■ THE TASK:
Please answer from the tutorial below: which three resources does it list as necessary for incorporating Amazon A2I into a data labeling workflow?

■ TEXT SHOWN:
# # # #

# Getting Started

In this tutorial, we will be showing you how you can use AWS Augmented AI (A2) directly with your calls to Textract's Analyze Document API. For more in depth instructions, visit https://docs.aws.amazon.com/sagemaker/latest/dg/a2i-getting-started.html#a2i-getting-started-prerequisites (**note**: the Prerequisites on this site must be completed prior to beginning this tutorial)

To incorporate Amazon A2I into your data labeling workflow for all task types, you need three resources:

* A **worker task template** to create a worker UI. The worker UI displays your input data, such as documents or images, and instructions to workers. It also provides interactive tools that the worker uses to complete your tasks. For more information, see Create a Worker UI.

* A **human review workflow**, also referred to as a flow definition. You use the flow definition to configure your human workforce and provide information about how to accomplish the labeling task. For built-in task types, you also use the flow definition to identify the conditions under which a review human loop is triggered. For example, Amazon Rekognition can perform image content moderation using machine learning. You can use the flow definition to specify that an image will be sent to a human for content moderation review if Amazon Rekognition's confidence is too low. You can create a flow definition in the Amazon SageMaker console or with the Amazon SageMaker API. To learn more about both of these options, see Create a Flow Definition.

* A **human loop** to start your human review workflow. When you use one of the built-in task types, the corresponding AWS service creates and starts a human loop on your behalf when the conditions specified in your flow definition are met or for each object if no conditions were specified. When a human loop is triggered, human review tasks are sent to the workers as specified in the flow definition.

When using a custom task type, you start a human loop using the Amazon Augmented AI Runtime API. When you call StartHumanLoop in your custom application, a task is sent to human reviewers.

In [None]:
!pip install --upgrade pip
!pip install boto3 --upgrade
!pip install -U botocore

In [None]:
import io
from io import BytesIO
import sys
import boto3
from PIL import Image, ImageDraw, ImageFont
import json

In [None]:
sagemaker_client = boto3.client('sagemaker')

# # # #

■ DATA PROVIDED:
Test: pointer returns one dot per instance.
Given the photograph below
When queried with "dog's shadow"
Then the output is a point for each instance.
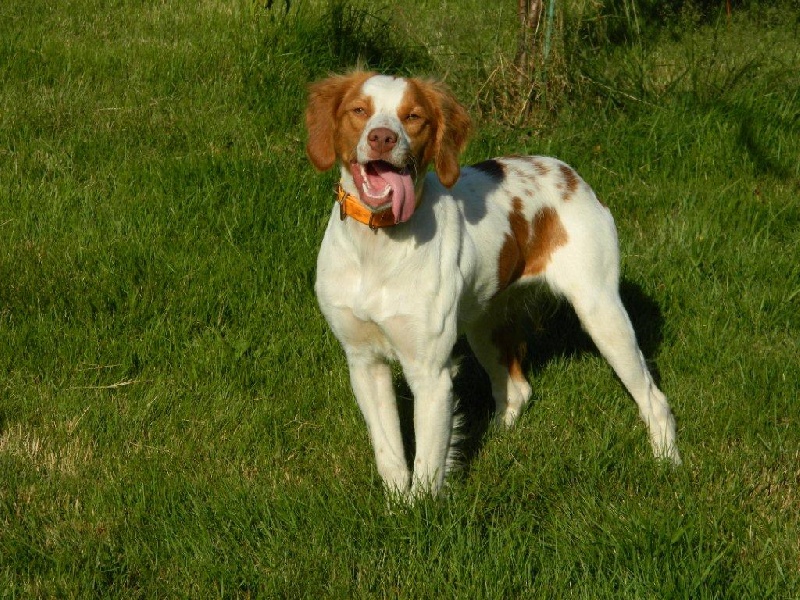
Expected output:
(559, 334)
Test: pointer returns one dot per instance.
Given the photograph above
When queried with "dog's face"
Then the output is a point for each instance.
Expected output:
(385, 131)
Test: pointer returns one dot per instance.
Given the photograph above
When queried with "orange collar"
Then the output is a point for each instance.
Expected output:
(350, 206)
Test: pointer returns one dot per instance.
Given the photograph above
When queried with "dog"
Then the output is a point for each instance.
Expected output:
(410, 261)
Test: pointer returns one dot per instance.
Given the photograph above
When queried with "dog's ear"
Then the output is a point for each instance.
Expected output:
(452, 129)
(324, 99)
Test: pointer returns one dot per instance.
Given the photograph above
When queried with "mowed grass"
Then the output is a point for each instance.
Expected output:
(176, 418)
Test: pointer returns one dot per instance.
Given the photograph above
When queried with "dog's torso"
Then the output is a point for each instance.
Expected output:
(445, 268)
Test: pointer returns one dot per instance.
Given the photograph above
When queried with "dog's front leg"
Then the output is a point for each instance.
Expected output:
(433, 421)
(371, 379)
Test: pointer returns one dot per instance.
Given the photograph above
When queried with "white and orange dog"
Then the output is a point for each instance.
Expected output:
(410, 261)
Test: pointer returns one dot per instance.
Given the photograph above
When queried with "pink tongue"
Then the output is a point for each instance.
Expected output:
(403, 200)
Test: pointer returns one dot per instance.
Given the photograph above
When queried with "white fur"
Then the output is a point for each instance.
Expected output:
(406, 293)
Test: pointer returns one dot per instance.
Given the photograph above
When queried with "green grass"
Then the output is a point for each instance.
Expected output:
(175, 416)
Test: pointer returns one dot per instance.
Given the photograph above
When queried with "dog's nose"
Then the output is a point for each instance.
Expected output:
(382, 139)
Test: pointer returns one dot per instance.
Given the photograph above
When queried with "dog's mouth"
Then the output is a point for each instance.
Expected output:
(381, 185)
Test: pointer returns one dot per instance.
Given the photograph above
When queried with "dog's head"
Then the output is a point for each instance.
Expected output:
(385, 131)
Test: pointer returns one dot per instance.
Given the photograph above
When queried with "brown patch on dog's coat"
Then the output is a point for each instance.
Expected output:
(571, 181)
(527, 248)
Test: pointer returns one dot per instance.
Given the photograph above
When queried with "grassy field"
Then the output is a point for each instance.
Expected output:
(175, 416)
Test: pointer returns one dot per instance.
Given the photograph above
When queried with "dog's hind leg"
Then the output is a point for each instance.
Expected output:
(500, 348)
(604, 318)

# # # #

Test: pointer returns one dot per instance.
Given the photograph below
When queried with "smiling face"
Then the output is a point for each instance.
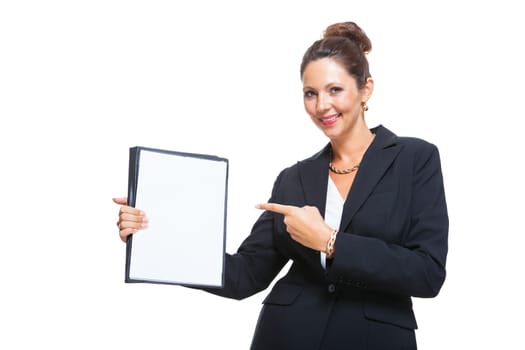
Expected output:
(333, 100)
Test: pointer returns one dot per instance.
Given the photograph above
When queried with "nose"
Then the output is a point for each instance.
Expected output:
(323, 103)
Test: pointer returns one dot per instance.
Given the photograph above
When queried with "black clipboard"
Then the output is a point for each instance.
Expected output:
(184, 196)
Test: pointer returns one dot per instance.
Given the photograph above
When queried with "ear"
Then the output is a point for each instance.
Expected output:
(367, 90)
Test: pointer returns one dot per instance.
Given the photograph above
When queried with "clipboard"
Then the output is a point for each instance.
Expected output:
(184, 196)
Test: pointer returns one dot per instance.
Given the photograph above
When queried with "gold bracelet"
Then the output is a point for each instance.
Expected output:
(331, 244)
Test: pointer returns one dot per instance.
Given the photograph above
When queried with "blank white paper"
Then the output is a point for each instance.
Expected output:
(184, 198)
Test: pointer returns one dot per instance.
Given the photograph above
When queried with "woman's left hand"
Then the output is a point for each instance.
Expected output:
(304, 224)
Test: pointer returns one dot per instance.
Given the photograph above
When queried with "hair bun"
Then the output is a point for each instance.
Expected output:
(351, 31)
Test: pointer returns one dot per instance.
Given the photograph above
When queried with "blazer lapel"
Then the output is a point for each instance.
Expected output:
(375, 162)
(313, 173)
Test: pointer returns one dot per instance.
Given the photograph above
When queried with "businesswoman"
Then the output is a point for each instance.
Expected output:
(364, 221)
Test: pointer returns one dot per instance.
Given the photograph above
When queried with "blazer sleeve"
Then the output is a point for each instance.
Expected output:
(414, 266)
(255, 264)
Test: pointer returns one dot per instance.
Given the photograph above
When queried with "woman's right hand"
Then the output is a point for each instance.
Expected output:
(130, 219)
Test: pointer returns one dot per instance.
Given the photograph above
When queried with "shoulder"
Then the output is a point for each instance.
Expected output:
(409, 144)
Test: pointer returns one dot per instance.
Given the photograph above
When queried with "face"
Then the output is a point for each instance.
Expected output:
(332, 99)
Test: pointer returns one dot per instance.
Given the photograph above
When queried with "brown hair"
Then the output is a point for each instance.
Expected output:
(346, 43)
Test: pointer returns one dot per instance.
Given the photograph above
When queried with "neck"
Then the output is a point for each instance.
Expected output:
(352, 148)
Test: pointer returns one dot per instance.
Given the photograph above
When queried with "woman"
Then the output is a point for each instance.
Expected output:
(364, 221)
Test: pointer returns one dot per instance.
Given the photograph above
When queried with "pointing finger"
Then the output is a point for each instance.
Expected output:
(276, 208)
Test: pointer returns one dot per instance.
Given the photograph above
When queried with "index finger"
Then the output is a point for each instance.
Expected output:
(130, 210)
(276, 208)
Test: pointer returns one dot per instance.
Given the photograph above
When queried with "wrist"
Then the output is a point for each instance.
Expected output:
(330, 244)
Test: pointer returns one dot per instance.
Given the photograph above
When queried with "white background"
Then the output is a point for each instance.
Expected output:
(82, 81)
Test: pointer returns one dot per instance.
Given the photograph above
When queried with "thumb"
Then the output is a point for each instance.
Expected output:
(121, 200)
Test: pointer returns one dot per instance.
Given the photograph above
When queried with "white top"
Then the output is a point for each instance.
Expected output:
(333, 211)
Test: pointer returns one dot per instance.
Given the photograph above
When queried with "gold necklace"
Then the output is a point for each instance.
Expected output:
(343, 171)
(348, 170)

# # # #

■ OUTPUT:
A worker task template, a human review workflow (also called a flow definition), and a human loop.